#### TASK OBJECTIVE
Any picture in the data below should be skipped, while every line is repeated exactly.

#### SOURCE DATA
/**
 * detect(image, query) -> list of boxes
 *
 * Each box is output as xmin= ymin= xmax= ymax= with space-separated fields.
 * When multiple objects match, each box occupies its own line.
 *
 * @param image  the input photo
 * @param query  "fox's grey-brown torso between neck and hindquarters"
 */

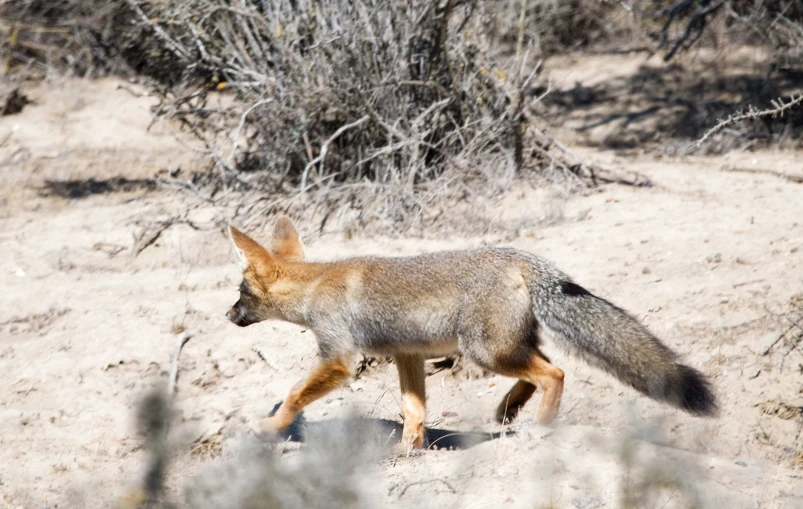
xmin=310 ymin=248 xmax=544 ymax=354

#### WRITTEN SOLUTION
/**
 * detect(image, query) -> list of boxes
 *
 * Each box is output as xmin= ymin= xmax= ymax= with space-separated fields.
 * When multiple objects match, each box occupies its own line.
 *
 * @param image  the input photo
 * @param query  "fox's grey-brown torso between neck and hindquarters"
 */

xmin=310 ymin=248 xmax=544 ymax=354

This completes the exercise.